What is expected
Write out, unchanged, the lines from the one holding "the man's wrist" to the close of the listing. Both the first and last lines belong in it.

[Data entries]
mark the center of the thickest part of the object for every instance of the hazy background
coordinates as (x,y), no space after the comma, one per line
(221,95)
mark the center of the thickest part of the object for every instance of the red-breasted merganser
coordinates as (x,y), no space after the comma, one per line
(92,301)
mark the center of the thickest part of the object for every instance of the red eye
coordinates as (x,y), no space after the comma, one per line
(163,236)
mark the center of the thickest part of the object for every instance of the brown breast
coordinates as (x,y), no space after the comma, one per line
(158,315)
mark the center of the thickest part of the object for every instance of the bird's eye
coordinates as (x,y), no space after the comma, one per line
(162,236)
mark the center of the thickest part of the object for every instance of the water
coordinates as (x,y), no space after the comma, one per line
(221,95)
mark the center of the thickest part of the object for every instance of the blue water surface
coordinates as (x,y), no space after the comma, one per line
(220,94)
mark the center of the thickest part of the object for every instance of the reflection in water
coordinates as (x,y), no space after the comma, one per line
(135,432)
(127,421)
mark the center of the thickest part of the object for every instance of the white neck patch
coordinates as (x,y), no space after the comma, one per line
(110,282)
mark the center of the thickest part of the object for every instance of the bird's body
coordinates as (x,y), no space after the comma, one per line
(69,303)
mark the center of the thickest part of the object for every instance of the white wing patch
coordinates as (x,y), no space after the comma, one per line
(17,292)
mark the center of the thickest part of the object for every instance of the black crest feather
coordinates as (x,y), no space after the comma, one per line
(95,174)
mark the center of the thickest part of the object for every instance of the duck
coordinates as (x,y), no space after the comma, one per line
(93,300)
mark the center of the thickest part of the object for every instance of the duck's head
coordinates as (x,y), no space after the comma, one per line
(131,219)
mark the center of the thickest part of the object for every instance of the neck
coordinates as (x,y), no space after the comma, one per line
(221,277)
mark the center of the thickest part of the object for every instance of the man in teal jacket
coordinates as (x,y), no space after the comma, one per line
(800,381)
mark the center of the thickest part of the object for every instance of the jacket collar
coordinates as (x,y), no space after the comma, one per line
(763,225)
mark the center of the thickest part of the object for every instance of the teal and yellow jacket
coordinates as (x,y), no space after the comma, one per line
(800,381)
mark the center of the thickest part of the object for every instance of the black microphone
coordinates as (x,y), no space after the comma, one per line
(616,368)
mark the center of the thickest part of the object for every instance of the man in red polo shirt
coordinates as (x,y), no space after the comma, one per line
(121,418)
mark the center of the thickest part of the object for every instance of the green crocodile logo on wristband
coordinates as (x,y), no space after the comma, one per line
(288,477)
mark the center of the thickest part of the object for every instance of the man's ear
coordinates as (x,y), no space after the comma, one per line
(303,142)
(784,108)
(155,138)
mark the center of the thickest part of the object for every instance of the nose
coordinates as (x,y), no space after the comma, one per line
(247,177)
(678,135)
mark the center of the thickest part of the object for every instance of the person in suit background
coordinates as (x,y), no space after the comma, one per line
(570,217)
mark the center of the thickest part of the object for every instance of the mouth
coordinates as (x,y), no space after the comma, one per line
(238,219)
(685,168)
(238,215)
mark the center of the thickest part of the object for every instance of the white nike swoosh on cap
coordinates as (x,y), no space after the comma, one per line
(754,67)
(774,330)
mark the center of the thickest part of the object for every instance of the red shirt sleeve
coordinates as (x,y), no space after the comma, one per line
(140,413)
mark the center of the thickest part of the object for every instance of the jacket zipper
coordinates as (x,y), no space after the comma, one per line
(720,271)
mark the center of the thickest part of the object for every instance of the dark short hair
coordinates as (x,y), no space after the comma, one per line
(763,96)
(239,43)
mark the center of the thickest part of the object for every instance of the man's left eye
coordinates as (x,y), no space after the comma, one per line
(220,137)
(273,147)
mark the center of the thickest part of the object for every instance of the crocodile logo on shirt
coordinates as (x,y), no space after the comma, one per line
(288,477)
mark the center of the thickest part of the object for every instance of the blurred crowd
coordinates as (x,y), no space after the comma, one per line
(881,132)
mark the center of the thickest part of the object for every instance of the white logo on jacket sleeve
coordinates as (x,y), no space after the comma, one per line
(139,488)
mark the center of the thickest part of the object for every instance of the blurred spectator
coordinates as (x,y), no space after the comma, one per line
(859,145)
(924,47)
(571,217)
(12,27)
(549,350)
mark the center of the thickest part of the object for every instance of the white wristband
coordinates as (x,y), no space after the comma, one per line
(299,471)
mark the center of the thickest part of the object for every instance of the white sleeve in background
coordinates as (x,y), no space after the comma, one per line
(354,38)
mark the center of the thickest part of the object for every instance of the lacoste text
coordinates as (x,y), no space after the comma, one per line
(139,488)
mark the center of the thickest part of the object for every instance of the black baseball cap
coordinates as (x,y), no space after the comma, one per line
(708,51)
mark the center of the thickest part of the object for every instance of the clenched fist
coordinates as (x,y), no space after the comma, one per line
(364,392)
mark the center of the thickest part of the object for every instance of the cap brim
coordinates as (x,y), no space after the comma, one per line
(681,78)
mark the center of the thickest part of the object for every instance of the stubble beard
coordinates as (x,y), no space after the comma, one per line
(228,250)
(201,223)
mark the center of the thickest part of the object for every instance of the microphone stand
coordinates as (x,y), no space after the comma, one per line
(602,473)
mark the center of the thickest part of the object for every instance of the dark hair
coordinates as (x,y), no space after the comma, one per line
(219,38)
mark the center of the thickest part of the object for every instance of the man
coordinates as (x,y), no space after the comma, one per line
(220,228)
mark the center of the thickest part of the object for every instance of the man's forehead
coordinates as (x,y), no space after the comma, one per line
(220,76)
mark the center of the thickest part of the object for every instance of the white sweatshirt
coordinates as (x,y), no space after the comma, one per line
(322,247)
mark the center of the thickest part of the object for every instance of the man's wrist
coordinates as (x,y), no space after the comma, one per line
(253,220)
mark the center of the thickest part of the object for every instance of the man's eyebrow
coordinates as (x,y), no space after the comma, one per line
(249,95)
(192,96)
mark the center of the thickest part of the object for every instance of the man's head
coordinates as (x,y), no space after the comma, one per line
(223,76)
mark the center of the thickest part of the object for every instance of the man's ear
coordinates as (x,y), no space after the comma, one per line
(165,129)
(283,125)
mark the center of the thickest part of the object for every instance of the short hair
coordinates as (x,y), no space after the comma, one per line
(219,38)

Response below
mark the center of the thickest part of the object for every instance of the man's wrist
coordinates as (x,y), no space after the comma, one per line
(253,220)
mark the center of the thickest part of the object for every instance of the man's eyebrow
coordinates as (x,y), no space after the comma, one per line
(249,95)
(192,96)
mark the center of the thickest part of the object for every instance of the man's head
coordinates as (x,y), no space after the comma, one per line
(223,76)
mark the center of the thickest part of the object for every instance of the man's ear
coordinates as (x,y), no space after the comma, one per line
(165,129)
(283,125)
mark the center of the thickest part of the object for every instance of the short hair
coordinates as (x,y), no space after the comma, one per line
(219,38)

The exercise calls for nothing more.